Exercise directions ▸ Pull out every line of the items that contains the string "cross", and treat uppercase and lowercase as different.

Records from a data source ▸
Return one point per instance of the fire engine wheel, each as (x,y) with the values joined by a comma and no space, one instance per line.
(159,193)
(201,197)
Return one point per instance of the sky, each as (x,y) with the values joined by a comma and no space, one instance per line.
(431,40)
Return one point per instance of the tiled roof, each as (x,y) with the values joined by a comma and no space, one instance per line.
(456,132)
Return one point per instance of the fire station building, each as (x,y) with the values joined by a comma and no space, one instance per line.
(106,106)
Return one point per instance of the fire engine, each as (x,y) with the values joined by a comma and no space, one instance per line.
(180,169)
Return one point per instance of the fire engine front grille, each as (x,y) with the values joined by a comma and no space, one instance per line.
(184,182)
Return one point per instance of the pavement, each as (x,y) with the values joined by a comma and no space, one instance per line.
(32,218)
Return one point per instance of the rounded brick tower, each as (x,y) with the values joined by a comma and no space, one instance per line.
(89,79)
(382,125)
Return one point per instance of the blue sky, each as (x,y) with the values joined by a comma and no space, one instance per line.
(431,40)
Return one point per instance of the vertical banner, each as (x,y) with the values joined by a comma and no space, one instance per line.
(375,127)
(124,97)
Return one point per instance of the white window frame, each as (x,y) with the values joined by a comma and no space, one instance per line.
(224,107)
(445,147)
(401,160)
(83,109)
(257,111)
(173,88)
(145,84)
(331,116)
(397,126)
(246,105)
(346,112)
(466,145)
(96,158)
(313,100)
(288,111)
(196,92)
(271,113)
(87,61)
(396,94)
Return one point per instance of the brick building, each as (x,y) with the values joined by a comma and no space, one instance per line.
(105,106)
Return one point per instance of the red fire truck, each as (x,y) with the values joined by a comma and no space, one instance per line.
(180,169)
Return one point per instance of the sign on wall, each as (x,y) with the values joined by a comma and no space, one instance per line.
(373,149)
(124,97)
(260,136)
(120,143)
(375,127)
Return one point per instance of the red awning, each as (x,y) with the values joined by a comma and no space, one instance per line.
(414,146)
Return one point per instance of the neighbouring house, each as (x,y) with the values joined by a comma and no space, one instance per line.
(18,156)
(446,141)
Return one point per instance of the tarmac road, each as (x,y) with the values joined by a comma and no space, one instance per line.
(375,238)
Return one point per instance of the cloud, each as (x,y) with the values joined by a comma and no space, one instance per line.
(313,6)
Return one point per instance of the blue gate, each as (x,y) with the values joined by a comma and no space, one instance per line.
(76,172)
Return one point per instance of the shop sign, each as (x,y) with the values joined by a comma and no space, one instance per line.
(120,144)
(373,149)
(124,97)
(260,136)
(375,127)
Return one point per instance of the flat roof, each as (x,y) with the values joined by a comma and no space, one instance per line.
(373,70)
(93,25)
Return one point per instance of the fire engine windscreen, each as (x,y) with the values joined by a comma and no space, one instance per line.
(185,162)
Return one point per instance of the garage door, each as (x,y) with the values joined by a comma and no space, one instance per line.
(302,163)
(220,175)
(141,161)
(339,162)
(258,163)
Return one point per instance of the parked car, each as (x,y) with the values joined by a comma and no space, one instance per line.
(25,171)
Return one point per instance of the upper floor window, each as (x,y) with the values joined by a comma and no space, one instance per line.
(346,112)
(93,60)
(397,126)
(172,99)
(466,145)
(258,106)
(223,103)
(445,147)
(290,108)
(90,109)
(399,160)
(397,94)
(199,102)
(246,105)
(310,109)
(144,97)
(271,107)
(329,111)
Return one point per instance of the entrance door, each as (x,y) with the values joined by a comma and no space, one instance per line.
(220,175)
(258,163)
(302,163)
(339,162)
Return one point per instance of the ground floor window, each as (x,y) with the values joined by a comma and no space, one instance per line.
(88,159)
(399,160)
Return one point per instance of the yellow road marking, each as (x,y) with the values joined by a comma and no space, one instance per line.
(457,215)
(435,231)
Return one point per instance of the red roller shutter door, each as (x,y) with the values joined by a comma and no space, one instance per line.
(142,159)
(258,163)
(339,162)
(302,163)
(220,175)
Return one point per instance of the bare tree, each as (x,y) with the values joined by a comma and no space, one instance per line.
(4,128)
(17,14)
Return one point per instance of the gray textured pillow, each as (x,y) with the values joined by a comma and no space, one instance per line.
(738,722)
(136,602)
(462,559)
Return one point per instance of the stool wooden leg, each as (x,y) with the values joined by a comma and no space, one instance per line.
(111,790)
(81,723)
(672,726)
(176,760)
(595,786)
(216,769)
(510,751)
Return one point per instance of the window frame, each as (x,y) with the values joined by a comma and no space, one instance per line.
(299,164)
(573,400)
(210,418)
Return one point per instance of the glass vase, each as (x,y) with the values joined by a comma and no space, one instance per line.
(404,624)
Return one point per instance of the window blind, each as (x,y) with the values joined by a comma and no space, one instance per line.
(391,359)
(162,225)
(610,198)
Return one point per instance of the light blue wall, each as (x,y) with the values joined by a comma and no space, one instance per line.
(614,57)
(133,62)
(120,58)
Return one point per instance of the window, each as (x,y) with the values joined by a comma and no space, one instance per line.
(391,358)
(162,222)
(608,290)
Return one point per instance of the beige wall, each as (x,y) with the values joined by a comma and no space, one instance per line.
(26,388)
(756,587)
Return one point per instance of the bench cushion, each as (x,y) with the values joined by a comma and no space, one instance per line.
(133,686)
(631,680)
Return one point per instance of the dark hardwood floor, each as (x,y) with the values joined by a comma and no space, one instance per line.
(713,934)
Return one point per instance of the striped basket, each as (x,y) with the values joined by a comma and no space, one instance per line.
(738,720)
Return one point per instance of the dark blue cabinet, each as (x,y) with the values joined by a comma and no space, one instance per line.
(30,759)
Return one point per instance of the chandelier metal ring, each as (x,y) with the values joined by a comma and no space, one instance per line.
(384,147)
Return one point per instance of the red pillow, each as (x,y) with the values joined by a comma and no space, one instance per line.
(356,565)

--

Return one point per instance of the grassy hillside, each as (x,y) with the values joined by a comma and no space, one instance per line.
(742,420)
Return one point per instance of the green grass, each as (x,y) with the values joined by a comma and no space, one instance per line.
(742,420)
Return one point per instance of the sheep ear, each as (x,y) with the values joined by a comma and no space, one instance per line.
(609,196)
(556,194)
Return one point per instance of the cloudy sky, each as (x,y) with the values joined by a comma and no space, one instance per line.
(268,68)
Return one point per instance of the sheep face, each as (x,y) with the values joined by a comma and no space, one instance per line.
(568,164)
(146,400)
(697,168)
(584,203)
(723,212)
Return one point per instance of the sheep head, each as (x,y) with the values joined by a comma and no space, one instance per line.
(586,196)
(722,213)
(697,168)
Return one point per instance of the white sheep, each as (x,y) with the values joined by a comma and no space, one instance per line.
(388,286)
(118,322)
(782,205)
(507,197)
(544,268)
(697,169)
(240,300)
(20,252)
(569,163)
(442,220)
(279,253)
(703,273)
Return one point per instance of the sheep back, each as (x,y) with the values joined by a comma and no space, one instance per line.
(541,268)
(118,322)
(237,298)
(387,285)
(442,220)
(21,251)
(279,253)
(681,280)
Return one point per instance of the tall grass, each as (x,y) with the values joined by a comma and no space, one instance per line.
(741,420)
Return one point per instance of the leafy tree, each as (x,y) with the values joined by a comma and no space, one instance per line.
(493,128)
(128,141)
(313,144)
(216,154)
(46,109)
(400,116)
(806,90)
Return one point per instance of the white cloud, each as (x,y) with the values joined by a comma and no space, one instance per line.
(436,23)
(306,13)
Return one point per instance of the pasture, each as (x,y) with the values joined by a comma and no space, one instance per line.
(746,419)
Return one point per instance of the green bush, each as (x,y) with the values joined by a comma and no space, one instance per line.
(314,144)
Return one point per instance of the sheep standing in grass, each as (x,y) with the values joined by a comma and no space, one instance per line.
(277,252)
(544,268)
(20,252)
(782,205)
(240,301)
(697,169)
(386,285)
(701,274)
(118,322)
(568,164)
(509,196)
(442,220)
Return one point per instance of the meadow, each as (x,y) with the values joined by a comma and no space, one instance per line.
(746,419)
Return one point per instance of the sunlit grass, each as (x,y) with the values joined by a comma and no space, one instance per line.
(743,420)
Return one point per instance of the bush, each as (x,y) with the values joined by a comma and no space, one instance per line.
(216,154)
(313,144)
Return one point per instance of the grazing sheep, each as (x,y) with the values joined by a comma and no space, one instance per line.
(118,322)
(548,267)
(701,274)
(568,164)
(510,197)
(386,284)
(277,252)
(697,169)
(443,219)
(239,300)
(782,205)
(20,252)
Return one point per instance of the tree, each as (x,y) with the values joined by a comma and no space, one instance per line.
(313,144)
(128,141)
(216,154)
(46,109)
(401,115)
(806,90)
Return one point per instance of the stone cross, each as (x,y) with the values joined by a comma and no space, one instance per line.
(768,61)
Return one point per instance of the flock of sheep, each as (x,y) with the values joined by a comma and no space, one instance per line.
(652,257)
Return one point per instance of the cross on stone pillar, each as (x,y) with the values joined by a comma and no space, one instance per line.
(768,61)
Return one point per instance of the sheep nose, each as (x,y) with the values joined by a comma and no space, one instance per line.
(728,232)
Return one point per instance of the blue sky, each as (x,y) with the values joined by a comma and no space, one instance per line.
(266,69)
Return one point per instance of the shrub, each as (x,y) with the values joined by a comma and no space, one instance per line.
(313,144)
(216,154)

Exercise output ▸
Return one point per instance of the stone cross, each as (x,y) with the values joined by a comma and no space, one instance per line.
Return one point per instance of the cross on stone pillar, each as (x,y) with the values joined by a comma and no space, one instance per line.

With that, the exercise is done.